(Task statement)
Write out the passage on determinism word for word, from "From this essay" up to and including "in either case.".

(Page text)
-=-=-=-=-

Sure which is fine. However necessary only because one has already accepted determinism is true wrt human choice.

Determinism in this case can’t be scientifically proven so it’s acceptance or non-acceptance is a matter of faith.

Exactly. Conversely, some philosophers claim determinism (specifically causal determinism) is a false doctrine and therefore free will does not need to be compatible to it at all.

From this essay in the SEP on causal determinism

Controversial status of determinism wrt to free will:

Determinism is deeply connected with our understanding of the physical sciences and their explanatory ambitions, on the one hand, and with our views about human free action on the other. In both of these general areas there is no agreement over whether determinism is true (or even whether it can be known true or false), and what the import for human agency would be in either case.

Conceptual Issues in Determinism:

For a variety of reasons this approach is fraught with problems, and the reasons explain why philosophers of science mostly prefer to drop the word “causal” from their discussions of determinism. Generally, as John Earman quipped (1986), to go this route is to “… seek to explain a vague concept—determinism—in terms of a truly obscure one—causation.” More specifically, neither philosophers’ nor laymen’s conceptions of events have any correlate in any modern physical theory. The same goes for the notions of cause and sufficient cause.

-=-=-=-=-

(Material provided)

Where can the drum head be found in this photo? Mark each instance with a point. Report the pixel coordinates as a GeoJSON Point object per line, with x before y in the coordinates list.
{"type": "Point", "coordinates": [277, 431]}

-=-=-=-=-

(Answer to the exercise)
From this essay in the SEP on causal determinism

Controversial status of determinism wrt to free will:

Determinism is deeply connected with our understanding of the physical sciences and their explanatory ambitions, on the one hand, and with our views about human free action on the other. In both of these general areas there is no agreement over whether determinism is true (or even whether it can be known true or false), and what the import for human agency would be in either case.